▸ GIVEN DATA
— BEGIN —

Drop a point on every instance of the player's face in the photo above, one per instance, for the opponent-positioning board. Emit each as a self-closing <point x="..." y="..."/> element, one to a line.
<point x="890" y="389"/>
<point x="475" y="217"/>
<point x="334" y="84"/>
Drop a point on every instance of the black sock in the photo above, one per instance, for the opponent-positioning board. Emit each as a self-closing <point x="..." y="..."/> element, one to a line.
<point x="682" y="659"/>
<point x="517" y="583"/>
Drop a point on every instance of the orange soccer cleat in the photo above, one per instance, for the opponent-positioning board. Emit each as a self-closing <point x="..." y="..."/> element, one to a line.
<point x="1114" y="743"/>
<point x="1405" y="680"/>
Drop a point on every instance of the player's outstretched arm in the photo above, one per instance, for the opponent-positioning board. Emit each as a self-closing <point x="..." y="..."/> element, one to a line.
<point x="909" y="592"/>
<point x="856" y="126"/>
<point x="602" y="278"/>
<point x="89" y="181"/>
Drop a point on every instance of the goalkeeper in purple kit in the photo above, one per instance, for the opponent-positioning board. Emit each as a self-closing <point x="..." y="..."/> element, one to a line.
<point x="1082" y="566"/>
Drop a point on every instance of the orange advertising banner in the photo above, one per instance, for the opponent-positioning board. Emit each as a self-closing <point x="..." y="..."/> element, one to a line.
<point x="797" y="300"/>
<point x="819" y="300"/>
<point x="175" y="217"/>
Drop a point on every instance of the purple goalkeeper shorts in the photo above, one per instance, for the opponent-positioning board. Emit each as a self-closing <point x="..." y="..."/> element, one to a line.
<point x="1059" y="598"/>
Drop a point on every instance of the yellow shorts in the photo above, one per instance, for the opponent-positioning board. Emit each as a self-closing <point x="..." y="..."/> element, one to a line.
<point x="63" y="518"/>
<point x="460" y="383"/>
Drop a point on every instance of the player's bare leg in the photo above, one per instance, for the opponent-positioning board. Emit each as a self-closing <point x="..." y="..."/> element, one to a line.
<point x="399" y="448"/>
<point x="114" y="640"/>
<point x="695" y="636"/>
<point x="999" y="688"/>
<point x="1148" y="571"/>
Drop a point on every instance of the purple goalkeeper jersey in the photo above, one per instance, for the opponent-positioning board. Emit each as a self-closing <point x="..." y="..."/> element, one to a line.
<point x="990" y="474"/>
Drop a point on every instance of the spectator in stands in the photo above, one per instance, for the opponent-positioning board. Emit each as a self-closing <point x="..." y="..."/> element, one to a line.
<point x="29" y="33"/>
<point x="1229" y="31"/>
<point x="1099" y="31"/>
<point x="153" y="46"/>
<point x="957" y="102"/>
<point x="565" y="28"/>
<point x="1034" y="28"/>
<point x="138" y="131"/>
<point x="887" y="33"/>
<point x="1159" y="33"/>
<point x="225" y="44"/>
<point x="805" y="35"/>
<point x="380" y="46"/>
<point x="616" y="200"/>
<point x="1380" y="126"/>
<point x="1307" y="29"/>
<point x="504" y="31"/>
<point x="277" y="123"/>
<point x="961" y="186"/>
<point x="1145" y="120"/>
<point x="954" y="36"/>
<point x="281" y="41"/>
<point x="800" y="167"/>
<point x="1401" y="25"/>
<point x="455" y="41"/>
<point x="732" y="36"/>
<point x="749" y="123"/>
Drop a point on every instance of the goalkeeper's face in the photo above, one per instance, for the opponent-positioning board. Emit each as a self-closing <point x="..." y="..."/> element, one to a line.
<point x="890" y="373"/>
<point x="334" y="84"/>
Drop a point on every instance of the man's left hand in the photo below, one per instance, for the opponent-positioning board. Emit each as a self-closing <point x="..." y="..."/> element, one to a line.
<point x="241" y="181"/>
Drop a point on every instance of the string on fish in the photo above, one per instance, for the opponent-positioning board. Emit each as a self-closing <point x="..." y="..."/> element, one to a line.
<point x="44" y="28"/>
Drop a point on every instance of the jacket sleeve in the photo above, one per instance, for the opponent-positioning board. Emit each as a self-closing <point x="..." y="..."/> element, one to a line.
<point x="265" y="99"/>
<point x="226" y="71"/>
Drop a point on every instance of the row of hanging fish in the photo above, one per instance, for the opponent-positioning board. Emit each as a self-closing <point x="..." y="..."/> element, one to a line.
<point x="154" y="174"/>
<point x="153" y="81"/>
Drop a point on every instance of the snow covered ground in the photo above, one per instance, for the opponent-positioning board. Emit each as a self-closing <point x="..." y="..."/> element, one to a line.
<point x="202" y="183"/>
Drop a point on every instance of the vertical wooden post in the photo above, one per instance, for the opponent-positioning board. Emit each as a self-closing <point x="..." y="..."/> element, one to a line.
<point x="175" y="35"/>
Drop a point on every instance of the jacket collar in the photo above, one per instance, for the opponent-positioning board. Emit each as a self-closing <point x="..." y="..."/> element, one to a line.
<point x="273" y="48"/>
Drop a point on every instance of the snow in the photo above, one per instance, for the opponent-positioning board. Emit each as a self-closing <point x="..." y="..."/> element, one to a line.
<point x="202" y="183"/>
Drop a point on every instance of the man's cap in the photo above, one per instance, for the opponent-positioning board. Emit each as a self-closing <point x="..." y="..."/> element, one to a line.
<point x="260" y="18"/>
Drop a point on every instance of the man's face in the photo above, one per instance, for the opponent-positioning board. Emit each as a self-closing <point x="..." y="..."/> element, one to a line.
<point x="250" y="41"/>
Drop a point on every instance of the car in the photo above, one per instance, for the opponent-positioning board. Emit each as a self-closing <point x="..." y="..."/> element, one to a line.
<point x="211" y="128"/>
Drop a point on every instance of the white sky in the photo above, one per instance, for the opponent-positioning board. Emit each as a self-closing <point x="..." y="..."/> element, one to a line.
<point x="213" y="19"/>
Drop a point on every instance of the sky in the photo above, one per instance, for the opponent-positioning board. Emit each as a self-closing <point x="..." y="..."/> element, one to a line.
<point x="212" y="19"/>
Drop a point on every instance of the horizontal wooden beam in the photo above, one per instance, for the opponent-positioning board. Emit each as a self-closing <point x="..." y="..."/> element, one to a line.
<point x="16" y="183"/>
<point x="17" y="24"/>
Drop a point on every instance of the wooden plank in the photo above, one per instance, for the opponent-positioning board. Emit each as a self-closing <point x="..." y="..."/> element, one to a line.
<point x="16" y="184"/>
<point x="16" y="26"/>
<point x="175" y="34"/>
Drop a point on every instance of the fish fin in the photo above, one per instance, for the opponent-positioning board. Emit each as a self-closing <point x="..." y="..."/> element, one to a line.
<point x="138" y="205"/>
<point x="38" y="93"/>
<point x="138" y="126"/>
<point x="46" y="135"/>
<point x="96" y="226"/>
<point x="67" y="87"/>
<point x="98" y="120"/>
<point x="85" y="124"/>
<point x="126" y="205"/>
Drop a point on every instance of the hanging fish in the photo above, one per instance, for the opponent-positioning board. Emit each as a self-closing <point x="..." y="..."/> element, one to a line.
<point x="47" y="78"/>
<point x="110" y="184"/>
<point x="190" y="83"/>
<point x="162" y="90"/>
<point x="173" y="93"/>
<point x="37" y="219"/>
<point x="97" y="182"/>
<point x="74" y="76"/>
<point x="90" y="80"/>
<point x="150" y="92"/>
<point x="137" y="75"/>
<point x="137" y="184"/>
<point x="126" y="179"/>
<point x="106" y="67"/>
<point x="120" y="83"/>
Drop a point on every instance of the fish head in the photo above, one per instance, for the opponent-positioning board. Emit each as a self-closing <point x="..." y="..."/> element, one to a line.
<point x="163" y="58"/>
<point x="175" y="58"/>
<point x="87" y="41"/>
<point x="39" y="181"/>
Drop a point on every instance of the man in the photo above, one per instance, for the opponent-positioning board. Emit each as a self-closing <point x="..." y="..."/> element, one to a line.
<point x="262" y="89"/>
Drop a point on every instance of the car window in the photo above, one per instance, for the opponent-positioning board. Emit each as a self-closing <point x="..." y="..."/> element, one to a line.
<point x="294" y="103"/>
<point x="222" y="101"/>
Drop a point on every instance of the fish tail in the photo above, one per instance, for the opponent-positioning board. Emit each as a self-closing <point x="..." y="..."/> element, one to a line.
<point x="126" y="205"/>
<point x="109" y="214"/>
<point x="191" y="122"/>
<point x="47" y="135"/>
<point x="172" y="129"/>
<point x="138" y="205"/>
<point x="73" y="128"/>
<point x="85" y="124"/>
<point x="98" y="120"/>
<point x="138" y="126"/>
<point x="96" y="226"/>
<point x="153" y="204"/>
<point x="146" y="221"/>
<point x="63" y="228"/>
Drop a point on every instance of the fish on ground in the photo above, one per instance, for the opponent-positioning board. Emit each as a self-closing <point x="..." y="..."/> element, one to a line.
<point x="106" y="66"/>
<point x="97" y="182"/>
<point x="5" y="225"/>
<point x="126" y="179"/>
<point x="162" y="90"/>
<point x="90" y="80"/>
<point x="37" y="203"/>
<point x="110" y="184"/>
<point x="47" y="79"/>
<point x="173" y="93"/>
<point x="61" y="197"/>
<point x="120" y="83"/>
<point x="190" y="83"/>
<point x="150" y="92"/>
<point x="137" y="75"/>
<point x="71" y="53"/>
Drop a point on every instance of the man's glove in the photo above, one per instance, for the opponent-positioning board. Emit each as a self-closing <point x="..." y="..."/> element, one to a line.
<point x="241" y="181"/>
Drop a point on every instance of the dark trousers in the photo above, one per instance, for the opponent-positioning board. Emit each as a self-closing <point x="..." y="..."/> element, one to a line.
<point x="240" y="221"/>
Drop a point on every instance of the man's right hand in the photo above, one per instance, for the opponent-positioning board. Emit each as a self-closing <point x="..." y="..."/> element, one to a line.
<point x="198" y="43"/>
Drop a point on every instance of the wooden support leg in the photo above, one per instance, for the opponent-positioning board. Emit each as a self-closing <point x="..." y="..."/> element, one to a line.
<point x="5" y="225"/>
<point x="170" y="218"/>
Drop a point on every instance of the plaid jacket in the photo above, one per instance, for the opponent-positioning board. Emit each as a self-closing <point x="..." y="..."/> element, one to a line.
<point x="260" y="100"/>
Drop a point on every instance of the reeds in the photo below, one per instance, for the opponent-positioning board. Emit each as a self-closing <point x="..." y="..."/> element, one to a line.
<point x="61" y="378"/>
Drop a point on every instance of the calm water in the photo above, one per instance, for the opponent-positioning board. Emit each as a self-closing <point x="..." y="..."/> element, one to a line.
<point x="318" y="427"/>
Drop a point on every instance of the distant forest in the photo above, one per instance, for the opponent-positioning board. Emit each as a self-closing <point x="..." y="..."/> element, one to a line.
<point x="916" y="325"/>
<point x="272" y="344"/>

— END —

▸ EXERCISE AIM
Rewrite every line from the one containing "Drop a point on every instance of the plaid" down to the end of the data, increasing each x and y coordinate in the answers by 104 and leaving everything else unchanged.

▸ SOLUTION TO THE EXERCISE
Drop a point on every instance of the plaid jacket in the photo above, one per instance, for the opponent-positioning board. Emit each as a self-closing <point x="..." y="..."/> element, one to a line.
<point x="364" y="204"/>
Drop a point on every instance of the reeds in the photo below, one per instance, for the opponent-positioning board. Emit each as a self-closing <point x="..." y="..."/> element, one to a line.
<point x="165" y="482"/>
Drop a point on every instance of the calm water in the photo above, one per instance, for the opponent-positioning board. Emit each as a self-closing <point x="..." y="..."/> element, one to a line.
<point x="422" y="531"/>
Drop a point on every instance of the distant forest in the photo above, one per instance, for the opponent-positioning board. Emit each as a self-closing <point x="..." y="..."/> element, one to a line.
<point x="1020" y="429"/>
<point x="376" y="448"/>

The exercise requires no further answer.